▶ [Task description] Every line of the material that follows must be printed again exactly.
## START Record list
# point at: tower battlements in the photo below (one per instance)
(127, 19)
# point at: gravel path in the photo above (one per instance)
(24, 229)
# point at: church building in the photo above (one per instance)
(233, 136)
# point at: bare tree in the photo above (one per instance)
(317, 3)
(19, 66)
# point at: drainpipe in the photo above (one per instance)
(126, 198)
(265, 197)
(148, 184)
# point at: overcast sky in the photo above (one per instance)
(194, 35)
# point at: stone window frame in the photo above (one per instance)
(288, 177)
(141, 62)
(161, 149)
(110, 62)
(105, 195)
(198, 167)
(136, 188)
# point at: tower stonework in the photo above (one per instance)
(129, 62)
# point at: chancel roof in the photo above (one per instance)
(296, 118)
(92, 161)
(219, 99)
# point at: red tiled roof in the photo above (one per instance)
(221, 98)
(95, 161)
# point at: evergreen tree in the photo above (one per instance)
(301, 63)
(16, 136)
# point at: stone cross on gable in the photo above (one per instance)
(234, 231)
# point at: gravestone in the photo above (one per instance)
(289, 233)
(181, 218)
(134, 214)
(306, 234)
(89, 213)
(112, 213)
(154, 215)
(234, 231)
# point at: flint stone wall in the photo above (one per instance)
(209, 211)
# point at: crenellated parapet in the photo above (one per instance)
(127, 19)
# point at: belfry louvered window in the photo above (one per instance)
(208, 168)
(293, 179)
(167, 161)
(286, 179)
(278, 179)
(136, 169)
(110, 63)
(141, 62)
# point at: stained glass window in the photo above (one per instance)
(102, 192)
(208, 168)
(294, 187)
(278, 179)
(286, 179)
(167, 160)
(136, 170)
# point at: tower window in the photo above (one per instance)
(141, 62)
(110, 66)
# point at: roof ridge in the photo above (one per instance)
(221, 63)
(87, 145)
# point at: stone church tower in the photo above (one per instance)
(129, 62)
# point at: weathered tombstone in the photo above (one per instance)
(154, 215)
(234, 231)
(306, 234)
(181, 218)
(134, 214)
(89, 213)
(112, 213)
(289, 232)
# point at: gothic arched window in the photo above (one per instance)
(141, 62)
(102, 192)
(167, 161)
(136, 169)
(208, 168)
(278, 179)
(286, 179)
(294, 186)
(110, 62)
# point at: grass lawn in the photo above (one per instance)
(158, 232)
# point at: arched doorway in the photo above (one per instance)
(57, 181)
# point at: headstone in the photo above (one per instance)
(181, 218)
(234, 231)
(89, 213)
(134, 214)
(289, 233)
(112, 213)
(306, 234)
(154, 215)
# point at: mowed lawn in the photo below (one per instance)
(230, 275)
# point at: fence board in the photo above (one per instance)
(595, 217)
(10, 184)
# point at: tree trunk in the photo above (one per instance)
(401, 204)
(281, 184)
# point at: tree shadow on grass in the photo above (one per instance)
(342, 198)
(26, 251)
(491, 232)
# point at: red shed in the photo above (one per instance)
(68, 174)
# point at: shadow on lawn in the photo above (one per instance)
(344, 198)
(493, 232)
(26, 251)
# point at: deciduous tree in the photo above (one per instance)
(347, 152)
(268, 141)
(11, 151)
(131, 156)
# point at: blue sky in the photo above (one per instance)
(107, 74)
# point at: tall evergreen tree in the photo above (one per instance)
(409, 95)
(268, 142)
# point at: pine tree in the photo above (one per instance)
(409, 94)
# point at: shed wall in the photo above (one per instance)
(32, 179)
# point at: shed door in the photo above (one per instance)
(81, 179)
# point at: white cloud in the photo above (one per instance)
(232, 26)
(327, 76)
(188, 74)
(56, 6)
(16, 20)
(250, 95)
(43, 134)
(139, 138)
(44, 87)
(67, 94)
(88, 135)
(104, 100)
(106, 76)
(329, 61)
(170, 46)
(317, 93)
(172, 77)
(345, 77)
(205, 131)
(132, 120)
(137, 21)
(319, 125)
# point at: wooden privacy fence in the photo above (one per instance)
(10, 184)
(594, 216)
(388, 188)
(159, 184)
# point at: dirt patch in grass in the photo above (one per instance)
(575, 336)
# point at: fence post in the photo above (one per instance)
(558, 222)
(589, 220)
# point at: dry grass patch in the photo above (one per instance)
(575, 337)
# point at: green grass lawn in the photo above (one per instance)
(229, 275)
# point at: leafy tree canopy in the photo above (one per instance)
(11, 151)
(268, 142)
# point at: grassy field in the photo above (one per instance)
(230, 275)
## END Record list
▶ [Task output]
# point at: tower battlements in the photo below (one per instance)
(127, 19)
# point at: gravel path in the photo above (one per instance)
(24, 229)
# point at: church building in the photo above (one per instance)
(233, 136)
# point at: bare tree in the photo above (one per instance)
(317, 3)
(19, 66)
# point at: drainpipe in the photo above (one per instance)
(126, 198)
(265, 197)
(148, 184)
# point at: overcast sky in the photo above (one per instance)
(194, 35)
# point at: stone window frame in the photo above (one per instance)
(288, 177)
(141, 62)
(161, 149)
(110, 62)
(105, 195)
(198, 167)
(136, 188)
# point at: tower stonework in the photo above (one per instance)
(129, 62)
# point at: chancel roof in the photo above (one per instance)
(296, 118)
(92, 161)
(219, 99)
# point at: red tiled roof in the photo above (one per instance)
(221, 98)
(95, 161)
# point at: evergreen tree in the photo above (one per instance)
(301, 63)
(16, 136)
# point at: stone cross on gable in the photo above (one per instance)
(234, 231)
# point at: gravestone in the photo above (one per instance)
(289, 233)
(181, 218)
(134, 214)
(306, 234)
(89, 213)
(112, 213)
(154, 215)
(234, 231)
# point at: flint stone wall in the photo above (one per instance)
(209, 211)
# point at: crenellated parapet in the photo above (one per instance)
(127, 19)
# point at: belfry louvered window in the photo above (one per instance)
(208, 168)
(293, 179)
(167, 161)
(286, 179)
(278, 179)
(136, 169)
(110, 63)
(141, 62)
# point at: stained glass window in the photo above (one per instance)
(102, 192)
(208, 168)
(294, 187)
(278, 179)
(286, 179)
(167, 160)
(136, 170)
# point at: tower window in the photo above (one per instance)
(141, 62)
(110, 66)
# point at: roof ridge in the photo above (one per instance)
(221, 63)
(87, 145)
# point at: stone church tower in the photo above (one per instance)
(129, 62)
# point at: weathered tombstone in the photo above (one per instance)
(154, 215)
(234, 231)
(306, 234)
(181, 218)
(134, 214)
(89, 213)
(112, 213)
(289, 232)
# point at: gothic arched window in the photo above (one per instance)
(141, 62)
(102, 192)
(167, 161)
(136, 169)
(208, 168)
(278, 179)
(286, 179)
(294, 186)
(110, 62)
# point at: grass lawn in the photo above (one per instance)
(158, 232)
# point at: arched doorway in the photo above (one per instance)
(57, 181)
# point at: headstone in the photo above (one per instance)
(181, 218)
(234, 231)
(89, 213)
(134, 214)
(289, 233)
(112, 213)
(306, 234)
(154, 215)
# point at: mowed lawn in the photo below (one per instance)
(230, 275)
# point at: fence board in the photo above (one per instance)
(595, 217)
(10, 184)
# point at: tree trunk in the photo above (one per instance)
(401, 204)
(281, 184)
# point at: tree shadow on grass in the photo above (one per instance)
(342, 198)
(26, 251)
(491, 232)
# point at: red shed in the photo above (one per instance)
(68, 174)
# point at: shadow on lawn in the photo above (one per instance)
(344, 198)
(493, 232)
(26, 251)
# point at: deciduous tree in the photo above (one per instance)
(347, 152)
(268, 141)
(11, 151)
(131, 156)
# point at: blue sky in the photo above (one per instance)
(107, 74)
# point at: tall evergreen tree in the photo above (one per instance)
(409, 95)
(268, 142)
# point at: pine tree in the photo above (one per instance)
(409, 94)
# point at: shed wall in the photo above (one per instance)
(32, 179)
# point at: shed door in the photo above (one per instance)
(81, 179)
# point at: white cloud in the photo above (one per instance)
(232, 26)
(327, 76)
(188, 74)
(56, 6)
(16, 20)
(250, 95)
(43, 134)
(139, 138)
(44, 87)
(67, 94)
(88, 135)
(104, 100)
(106, 76)
(329, 61)
(170, 46)
(317, 93)
(172, 77)
(345, 77)
(205, 131)
(132, 120)
(137, 21)
(319, 125)
# point at: wooden privacy fence in the photo above (one per instance)
(10, 184)
(594, 216)
(388, 188)
(159, 184)
# point at: dirt patch in grass in the photo above (one per instance)
(575, 336)
# point at: fence post in the photo above (one per instance)
(558, 222)
(589, 220)
# point at: dry grass patch in the photo above (one per instance)
(575, 337)
# point at: green grass lawn in the photo above (one per instance)
(229, 275)
# point at: leafy tree canopy in the photo above (one per instance)
(11, 151)
(268, 142)
# point at: grassy field in the photo above (one per instance)
(230, 275)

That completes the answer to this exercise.